**What you have to do:** Print, with no pictures, the exact lines that run from the one containing "Target: roof gutter" through the last line of the material below, both ends included.

**Data to examine:**
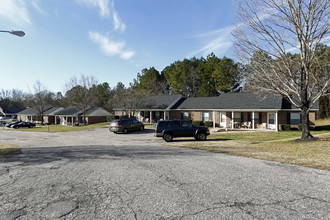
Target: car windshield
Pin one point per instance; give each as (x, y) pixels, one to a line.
(186, 124)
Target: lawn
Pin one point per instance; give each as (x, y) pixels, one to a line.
(274, 146)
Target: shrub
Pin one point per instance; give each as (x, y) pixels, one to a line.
(208, 123)
(197, 123)
(285, 127)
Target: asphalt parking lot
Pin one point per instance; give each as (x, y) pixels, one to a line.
(96, 174)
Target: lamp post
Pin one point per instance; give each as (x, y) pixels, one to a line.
(17, 33)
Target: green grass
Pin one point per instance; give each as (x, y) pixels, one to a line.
(262, 136)
(62, 128)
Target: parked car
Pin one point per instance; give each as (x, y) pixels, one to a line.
(169, 129)
(23, 124)
(9, 124)
(125, 125)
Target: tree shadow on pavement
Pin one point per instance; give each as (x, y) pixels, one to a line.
(44, 155)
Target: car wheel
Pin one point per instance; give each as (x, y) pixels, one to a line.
(201, 136)
(168, 137)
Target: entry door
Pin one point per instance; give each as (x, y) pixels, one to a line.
(271, 123)
(222, 119)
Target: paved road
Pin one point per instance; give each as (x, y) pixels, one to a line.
(97, 175)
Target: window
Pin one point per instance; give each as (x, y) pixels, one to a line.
(206, 116)
(237, 117)
(157, 115)
(295, 118)
(260, 118)
(256, 118)
(271, 119)
(176, 124)
(186, 115)
(186, 124)
(249, 116)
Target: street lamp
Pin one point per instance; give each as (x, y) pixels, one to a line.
(17, 33)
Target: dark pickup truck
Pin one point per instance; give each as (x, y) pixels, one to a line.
(168, 129)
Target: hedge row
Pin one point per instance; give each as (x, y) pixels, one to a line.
(287, 127)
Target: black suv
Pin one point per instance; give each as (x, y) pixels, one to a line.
(125, 125)
(179, 128)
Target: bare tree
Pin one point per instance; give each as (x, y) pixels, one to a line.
(81, 93)
(268, 30)
(39, 98)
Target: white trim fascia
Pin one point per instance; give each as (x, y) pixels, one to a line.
(230, 110)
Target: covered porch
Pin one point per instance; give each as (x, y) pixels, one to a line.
(240, 119)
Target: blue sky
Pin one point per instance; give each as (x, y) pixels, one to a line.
(111, 40)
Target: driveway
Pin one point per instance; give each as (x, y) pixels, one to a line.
(100, 175)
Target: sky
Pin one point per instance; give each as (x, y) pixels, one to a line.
(112, 40)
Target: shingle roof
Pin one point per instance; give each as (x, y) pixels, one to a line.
(74, 111)
(11, 110)
(69, 111)
(234, 101)
(53, 110)
(97, 111)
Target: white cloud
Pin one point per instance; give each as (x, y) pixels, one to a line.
(16, 12)
(218, 42)
(116, 19)
(111, 48)
(106, 9)
(102, 5)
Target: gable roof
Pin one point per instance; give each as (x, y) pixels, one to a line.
(69, 111)
(33, 111)
(10, 111)
(234, 101)
(53, 110)
(97, 111)
(74, 111)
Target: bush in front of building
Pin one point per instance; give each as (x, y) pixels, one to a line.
(285, 127)
(208, 123)
(197, 123)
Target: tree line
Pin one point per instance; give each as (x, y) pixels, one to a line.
(189, 77)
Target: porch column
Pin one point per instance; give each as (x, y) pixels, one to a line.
(232, 120)
(276, 121)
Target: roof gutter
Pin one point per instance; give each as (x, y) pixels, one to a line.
(173, 103)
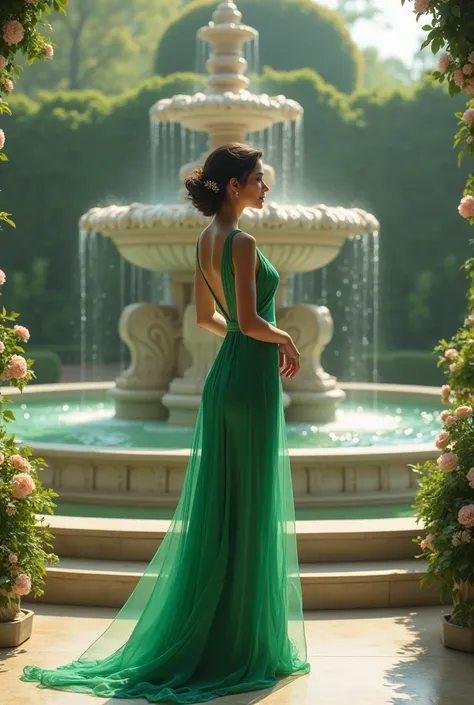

**Exercise solution:**
Target: roof gutter
Pin one point per instance; give each as (x, y) pixels, one to a line.
(173, 103)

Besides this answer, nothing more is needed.